Answer these from the article on making the world happier:
1. Who talked for the first time about their mother's death and its effect on their mental health?
2. What does the older culture encourage people to aim at above all?
3. In what context does the gentler culture say competition is valuable?

- Extract provided -

————————

Illustration by Eric Chow.

How to make the world happier – and why it should be our first priority

This article is more than 4 years old

In this extract from his new book, the UK’s happiness tsar argues for wellbeing as a political goal as well as a personal one

Read our interview with Richard Layard

Whoever is happy will make others happy too... How wonderful it is that nobody need wait a single moment before starting to improve the world.
Anne Frank, The Diary of a Young Girl

There is a wind of change in our society. People are talking about feelings. Even men are doing it. Relatively recently Prince William and Prince Harry talked for the first time about their mother’s death and how it affected their own mental health. All around there is a new undercurrent – a greater concern with our own inner life and with how other people feel. A new, gentler culture is emerging.

By contrast, the older culture, which still dominates, is altogether harsher. It is more focused on externals. It encourages people to aim above all at personal success: good grades, a good job, a good income and a desirable partner. This culture of striving has brought many blessings, and life today is probably as good as it has ever been in human history. But that culture also involves a lot of stress, and people wonder why – if we are now so much richer than previous generations – we are not a lot happier.

The answer is surely the ultra-competitive nature of the dominant culture. The objective it offers is success compared with other people. But, if I succeed, someone else has to fail. So we have set ourselves up for a zero-sum game: however hard we all try to succeed, there can be no increase in overall happiness. An alternative, gentler culture offers a different aim, which can lead to a win–win outcome. It says that we should of course take care of ourselves, but we should get as much happiness as possible from contributing to the happiness of others. Competition, it argues, is valuable in the right context – and that context is competition between organisations. This has been a major engine of progress. But what we need between individuals is mostly cooperation, not competition. We want people who will act for the greater good – at work, at home and in the community. This produces better results for everyone. But above all, it makes life more enjoyable. For people long to relate well to each other – as an end in itself and not just as a means to something else.

————————

- Rows -
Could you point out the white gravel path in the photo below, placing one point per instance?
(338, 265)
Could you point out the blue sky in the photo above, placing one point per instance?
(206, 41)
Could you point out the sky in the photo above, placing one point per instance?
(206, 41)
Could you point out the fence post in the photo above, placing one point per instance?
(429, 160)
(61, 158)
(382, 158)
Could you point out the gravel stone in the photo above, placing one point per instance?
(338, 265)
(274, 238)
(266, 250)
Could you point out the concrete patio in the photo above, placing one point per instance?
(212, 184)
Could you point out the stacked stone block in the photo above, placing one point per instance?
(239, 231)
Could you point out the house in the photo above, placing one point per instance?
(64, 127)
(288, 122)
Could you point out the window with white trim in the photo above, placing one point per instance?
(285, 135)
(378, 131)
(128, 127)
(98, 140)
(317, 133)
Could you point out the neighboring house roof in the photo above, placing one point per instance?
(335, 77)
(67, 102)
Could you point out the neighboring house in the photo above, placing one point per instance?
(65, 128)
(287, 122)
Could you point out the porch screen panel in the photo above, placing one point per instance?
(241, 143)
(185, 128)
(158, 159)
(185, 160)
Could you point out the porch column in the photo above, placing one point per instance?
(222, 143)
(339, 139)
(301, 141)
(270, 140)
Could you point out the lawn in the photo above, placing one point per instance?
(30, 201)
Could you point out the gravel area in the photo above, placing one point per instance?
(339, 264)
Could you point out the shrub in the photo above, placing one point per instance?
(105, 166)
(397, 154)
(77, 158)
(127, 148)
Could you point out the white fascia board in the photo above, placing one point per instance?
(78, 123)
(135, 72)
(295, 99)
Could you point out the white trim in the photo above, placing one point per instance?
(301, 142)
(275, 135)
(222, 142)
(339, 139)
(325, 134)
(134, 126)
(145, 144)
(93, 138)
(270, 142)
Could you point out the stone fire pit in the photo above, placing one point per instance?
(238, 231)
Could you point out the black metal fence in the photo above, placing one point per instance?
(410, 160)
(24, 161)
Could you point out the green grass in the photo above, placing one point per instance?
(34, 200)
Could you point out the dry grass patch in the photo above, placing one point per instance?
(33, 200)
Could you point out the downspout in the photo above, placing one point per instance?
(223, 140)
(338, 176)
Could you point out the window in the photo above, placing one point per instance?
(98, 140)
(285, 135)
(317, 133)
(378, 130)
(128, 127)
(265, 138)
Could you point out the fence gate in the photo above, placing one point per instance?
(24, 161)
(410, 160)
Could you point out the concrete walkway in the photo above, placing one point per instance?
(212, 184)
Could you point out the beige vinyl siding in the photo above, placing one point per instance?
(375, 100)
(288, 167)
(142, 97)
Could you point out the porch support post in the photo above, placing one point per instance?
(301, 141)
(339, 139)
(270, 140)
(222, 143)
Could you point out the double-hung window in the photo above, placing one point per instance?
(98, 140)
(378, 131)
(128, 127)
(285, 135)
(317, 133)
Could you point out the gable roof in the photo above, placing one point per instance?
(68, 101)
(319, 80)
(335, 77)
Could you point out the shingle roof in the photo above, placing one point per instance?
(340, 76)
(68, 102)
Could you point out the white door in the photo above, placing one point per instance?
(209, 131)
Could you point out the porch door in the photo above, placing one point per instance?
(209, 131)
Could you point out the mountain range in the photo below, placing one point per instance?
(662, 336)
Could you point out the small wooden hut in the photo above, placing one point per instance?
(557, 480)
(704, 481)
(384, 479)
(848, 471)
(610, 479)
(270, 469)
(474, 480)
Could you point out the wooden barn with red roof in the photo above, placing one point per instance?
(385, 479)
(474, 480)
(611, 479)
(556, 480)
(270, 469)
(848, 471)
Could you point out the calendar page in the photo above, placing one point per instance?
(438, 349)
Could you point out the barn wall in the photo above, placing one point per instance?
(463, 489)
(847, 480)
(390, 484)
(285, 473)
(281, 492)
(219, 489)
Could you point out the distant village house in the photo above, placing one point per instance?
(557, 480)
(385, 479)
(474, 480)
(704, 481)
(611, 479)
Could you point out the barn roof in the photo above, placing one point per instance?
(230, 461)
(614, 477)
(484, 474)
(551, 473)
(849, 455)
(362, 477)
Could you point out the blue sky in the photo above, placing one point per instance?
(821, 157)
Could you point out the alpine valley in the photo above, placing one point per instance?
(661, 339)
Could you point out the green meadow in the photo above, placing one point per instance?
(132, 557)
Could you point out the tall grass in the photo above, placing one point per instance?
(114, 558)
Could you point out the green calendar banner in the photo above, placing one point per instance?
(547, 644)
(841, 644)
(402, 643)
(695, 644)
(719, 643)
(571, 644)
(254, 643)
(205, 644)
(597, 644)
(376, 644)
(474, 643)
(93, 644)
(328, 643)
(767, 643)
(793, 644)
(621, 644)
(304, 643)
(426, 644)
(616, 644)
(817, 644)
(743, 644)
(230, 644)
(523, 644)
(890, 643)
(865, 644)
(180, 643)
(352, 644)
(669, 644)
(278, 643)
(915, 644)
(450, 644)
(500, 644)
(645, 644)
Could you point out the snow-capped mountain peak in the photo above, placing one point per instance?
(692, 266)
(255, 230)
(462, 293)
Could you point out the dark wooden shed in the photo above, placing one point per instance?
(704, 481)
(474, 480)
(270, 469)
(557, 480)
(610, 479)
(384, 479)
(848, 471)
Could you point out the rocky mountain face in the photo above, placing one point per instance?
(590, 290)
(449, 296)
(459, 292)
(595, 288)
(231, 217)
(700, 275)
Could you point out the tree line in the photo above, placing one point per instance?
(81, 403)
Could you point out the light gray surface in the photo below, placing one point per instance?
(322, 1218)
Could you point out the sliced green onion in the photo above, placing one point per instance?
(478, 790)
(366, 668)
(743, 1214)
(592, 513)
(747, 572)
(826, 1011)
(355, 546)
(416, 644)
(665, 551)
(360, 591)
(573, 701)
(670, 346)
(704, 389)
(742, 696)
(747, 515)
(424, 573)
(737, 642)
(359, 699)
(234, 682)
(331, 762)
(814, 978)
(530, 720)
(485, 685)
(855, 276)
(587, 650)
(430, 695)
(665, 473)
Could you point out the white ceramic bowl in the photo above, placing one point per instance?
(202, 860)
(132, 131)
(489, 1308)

————————

- Worked answer -
1. Prince William and Prince Harry.
2. Personal success: good grades, a good job, a good income and a desirable partner.
3. Competition between organisations.